### Supplied text
Trust - but in your case - verify the HELL out of her.


----------



## on the edge (Nov 21, 2011)

Shaggy said:


> Please clarify something - they have been in a physical affair - yes?
> 
> .


not really it was an emotional affair for almost two years according to my wife they flirted etc they met at times with me around(they did not flirt when I was around) but that too very rarely once in 2 months did they meet, the whole thing exploded after she told me about it. they met a few times not in private and once they kissed etc no sex. the guy for some reason does not make any moves waits for her to call or go see him etc its weird.


----------



## on the edge (Nov 21, 2011)

I agree about the fact that she stayed/ or gave up on the OM because she did not want a divorce want to lose me but I wonder whether is it worth for me to be in a marriage like that?


----------



## bryanp (Aug 25, 2011)

Maybe she gave up on the OM because he was not aggressive for her. It seems that you are now the door prize to her. You deserve better. If you do not respect yourself then who will?


----------



## Almostrecovered (Jul 14, 2011)

on the edge said:


> I wonder whether is it worth for me to be in a marriage like that?


a very good question, one that only you can answer


----------



## crossbar (Aug 25, 2011)

on the edge said:


> they met a few times not in private and once they kissed etc no sex.


 And how do you know this? Because it's what SHE'S telling you? Dude, I'm gonna tell it to you straight...she's had sex with this guy.

She knows you and she probably can see that you're having a hard time with this. Therefore, she's going to tell you the bare minimum to make it look less than what it really is. She wants to continue to cake eat. She wants to continue to have the security of the husband and the family and continue to have her full blown affair while telling you little things that she knows you could handle...like it being nothing more than a little kissing and some petting, because if she told you that they screwed for hours and she had four orgasms...I don't think you could handle information like that.

Let me guess, she's been pushing you to go out an meet women and go on some dates.


----------



## Shaggy (Jul 17, 2011)

Any woman that n love is gonna jump his bones. There is no way they met in private and just kissed. Common, none of us were born yesterday.
_Posted via Mobile Device_


----------



## on the edge (Nov 21, 2011)

crossbar said:


> And how do you know this? Because it's what SHE'S telling you?



she has been telling me everything(as she thought I was ok with it) I thought it was the only way to get her to tell... she went to meet him after telling me(that was when I was thinking that it was ok because I was not good enough) she told me what happened all details she need not have to tell me all. She was excited by it and the next morning she wanted to meet him obviously for sex which never materialized as he was busy and then he went out of the country for some thing she would have otherwise but I was with her all the time and she had no opportunity, 

I was always alert throughout checked his whereabouts etc


I have access to her phone, email, skype facebook etc she is with me most of the time through the day and is almost impossible to have sex with this right now. if they did do it it was before I got to know about it.... anyway I am trying to fish out more details as this period is dangerous as I have strongly expressed my dissent towards it.
######
### Given data
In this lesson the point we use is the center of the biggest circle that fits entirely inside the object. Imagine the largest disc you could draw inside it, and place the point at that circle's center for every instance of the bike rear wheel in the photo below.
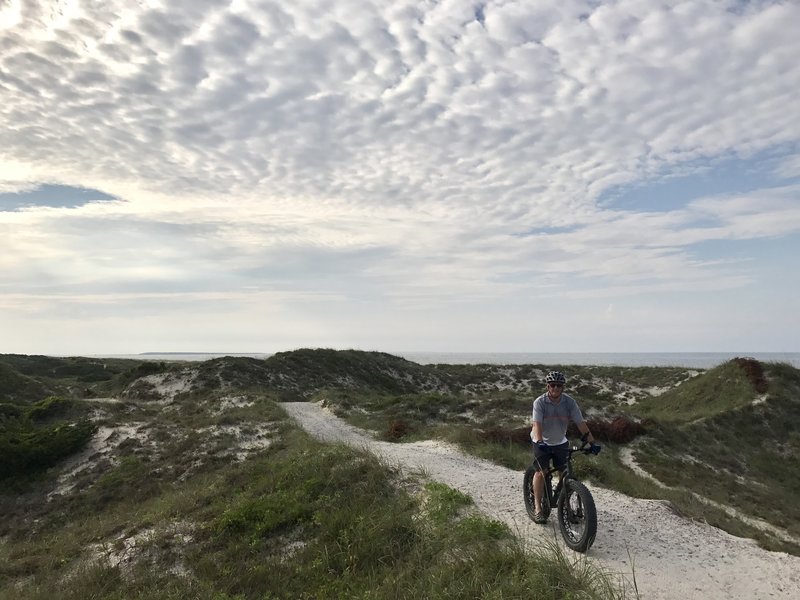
(577, 516)
(527, 494)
######
#### Problem
Copy the forum thread verbatim from "## bryanp (Aug" to "(Jul 14, 2011)".

#### Task result
## bryanp (Aug 25, 2011)

Maybe she gave up on the OM because he was not aggressive for her. It seems that you are now the door prize to her. You deserve better. If you do not respect yourself then who will?


----------



## Almostrecovered (Jul 14, 2011)